TO BE DONE
Starting at the line that contains "Point out the grass" and ending at the last line of the data below, copy out every line, requests included. Raise each number in the answer coordinates by 91, and leave the request wording and its sample coordinates unchanged.

-------------------------

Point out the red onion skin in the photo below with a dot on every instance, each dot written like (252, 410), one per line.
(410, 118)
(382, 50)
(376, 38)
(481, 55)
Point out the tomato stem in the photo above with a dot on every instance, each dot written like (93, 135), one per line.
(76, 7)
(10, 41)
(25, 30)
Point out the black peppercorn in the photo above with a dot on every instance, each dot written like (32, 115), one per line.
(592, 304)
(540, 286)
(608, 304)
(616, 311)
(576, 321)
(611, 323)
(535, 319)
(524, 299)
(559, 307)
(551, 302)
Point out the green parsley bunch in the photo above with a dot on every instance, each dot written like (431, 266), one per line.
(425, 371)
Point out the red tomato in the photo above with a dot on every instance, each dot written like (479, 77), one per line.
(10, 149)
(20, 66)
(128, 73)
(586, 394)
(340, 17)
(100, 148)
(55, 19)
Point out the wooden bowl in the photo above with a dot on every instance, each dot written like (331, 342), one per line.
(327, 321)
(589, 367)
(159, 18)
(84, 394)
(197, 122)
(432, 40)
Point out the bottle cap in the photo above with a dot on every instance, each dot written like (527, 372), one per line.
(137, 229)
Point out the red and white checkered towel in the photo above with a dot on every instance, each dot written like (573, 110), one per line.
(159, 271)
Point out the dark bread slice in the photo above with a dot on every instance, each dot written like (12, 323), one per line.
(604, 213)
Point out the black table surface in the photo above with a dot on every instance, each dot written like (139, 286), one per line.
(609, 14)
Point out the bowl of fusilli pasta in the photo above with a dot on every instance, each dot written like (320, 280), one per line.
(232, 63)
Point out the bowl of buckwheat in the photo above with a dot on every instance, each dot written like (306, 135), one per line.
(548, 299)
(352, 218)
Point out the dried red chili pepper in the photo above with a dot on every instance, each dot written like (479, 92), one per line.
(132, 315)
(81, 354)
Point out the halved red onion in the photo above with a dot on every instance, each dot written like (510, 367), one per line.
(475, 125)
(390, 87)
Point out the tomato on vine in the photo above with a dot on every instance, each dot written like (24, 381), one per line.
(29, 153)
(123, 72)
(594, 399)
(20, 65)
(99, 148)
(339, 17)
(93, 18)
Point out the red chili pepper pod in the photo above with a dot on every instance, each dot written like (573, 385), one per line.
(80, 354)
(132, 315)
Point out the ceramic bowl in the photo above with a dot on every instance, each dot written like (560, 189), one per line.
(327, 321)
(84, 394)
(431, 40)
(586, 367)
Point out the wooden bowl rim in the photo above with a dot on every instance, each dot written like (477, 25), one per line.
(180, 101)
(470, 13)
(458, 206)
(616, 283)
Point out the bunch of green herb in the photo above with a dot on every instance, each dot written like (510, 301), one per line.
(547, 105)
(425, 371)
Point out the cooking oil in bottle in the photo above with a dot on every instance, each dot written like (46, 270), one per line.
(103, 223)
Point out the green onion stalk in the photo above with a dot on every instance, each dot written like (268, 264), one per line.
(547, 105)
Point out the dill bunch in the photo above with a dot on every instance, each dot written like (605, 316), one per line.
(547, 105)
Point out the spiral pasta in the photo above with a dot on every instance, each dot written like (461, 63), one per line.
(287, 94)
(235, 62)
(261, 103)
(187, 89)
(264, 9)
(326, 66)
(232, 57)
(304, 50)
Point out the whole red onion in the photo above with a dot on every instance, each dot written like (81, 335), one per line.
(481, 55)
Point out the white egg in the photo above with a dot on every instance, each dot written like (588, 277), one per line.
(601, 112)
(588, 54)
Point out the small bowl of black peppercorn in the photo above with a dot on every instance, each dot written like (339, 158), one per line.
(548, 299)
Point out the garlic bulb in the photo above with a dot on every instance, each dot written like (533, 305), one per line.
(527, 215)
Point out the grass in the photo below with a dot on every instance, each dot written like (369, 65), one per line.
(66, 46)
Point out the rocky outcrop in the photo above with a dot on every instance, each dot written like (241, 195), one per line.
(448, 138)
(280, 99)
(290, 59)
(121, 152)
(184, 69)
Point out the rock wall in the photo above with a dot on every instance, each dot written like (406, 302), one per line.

-------------------------

OUTPUT BELOW
Point out the grass in the photo below with a dot on every instance, each dot written like (369, 65), one per line.
(157, 137)
Point out the rocky outcrop in the photo above with a dot on every instance, each dot written like (241, 195), one per line.
(539, 229)
(371, 190)
(381, 150)
(212, 243)
(275, 160)
Point out the rock wall in the photo above with a dot on every instance, each dot written like (406, 302), one per line.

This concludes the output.